--- Data ---
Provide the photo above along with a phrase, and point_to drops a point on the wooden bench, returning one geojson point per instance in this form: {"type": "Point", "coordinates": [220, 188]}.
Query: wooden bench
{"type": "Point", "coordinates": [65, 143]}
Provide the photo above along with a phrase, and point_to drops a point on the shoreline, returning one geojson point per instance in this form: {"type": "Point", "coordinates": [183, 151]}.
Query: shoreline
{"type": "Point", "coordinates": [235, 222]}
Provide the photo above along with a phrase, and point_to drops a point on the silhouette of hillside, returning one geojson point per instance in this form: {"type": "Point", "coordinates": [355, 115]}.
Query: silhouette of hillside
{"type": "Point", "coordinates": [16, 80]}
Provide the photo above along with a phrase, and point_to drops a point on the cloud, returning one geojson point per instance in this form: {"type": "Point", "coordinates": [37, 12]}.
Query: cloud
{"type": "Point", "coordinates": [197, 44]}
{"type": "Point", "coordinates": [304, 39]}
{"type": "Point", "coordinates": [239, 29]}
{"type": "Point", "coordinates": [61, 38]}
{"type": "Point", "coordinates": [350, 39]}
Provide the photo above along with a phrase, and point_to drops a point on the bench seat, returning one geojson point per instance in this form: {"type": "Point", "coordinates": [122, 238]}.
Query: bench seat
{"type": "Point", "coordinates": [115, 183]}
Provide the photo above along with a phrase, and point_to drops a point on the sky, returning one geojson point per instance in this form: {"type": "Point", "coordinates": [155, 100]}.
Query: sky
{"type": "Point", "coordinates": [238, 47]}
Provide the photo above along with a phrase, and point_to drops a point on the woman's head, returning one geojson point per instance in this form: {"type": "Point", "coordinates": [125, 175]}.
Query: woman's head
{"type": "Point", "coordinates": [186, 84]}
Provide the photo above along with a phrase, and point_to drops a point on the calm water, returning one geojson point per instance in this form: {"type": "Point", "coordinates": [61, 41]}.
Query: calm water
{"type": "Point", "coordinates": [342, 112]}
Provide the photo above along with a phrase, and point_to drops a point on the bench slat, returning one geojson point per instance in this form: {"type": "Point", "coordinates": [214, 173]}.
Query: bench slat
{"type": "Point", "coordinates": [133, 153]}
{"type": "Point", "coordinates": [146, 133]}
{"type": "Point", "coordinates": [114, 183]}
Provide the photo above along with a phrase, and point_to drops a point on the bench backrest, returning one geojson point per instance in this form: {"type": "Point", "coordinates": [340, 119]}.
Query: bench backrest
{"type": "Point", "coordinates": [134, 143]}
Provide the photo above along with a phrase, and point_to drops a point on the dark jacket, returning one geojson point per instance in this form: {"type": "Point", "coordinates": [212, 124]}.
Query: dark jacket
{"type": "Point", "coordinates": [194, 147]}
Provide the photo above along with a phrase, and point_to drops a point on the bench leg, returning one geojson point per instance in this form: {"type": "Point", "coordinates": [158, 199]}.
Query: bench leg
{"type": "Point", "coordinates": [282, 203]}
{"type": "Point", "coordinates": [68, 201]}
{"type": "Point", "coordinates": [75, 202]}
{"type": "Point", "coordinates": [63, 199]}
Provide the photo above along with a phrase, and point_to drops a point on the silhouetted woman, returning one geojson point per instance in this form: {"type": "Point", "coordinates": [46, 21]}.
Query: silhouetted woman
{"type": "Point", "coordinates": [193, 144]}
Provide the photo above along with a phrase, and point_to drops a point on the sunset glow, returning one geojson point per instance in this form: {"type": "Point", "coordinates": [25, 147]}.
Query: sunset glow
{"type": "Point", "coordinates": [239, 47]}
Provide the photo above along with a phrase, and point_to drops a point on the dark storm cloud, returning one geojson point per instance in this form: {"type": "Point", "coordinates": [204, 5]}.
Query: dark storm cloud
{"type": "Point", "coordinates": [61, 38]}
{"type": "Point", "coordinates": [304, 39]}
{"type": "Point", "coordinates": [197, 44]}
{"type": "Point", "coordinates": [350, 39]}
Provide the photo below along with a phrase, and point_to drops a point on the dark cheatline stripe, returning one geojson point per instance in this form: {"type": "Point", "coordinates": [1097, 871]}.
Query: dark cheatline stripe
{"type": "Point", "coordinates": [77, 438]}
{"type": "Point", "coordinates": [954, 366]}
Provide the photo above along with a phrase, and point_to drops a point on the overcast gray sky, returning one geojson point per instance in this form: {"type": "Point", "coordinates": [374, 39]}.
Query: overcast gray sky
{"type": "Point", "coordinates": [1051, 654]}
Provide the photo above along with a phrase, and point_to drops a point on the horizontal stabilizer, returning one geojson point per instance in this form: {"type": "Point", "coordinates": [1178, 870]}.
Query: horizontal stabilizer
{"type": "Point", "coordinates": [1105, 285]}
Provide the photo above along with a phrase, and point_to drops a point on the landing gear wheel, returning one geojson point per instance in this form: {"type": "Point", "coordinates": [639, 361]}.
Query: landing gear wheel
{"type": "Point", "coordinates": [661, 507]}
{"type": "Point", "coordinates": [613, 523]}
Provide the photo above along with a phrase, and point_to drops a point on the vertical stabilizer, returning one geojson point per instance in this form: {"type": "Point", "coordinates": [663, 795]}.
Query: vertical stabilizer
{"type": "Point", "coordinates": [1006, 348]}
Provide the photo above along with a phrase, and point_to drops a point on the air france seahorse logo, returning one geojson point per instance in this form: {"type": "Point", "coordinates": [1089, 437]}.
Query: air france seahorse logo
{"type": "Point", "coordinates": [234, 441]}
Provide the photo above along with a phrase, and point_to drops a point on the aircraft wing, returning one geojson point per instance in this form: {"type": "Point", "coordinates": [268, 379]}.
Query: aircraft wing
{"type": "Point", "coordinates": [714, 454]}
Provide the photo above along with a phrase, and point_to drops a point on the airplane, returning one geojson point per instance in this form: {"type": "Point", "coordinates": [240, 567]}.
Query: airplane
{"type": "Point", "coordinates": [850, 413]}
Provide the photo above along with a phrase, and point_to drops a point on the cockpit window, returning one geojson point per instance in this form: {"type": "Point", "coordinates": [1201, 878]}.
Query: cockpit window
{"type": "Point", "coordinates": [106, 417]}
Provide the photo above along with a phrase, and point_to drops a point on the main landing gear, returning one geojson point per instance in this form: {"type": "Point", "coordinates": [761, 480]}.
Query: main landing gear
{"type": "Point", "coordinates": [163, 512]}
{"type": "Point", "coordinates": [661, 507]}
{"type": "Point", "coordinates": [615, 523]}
---
### [Exercise directions]
Add 134 to every coordinate value in the answer points, and write out again the stretch of lines from the one containing "on the cockpit" through the end of the records, requests included.

### [Written response]
Provide the photo above along with a phrase, and point_to drops a point on the cockpit window, returning one geojson point per instance in this form: {"type": "Point", "coordinates": [1201, 878]}.
Query: cockpit window
{"type": "Point", "coordinates": [240, 551]}
Provide the photo above along with a phrase, and point_to drops a point on the main landing gear, returning one geojson point per instance in this form: {"type": "Point", "coordinates": [761, 480]}.
Query: main landing gear
{"type": "Point", "coordinates": [297, 646]}
{"type": "Point", "coordinates": [795, 641]}
{"type": "Point", "coordinates": [749, 657]}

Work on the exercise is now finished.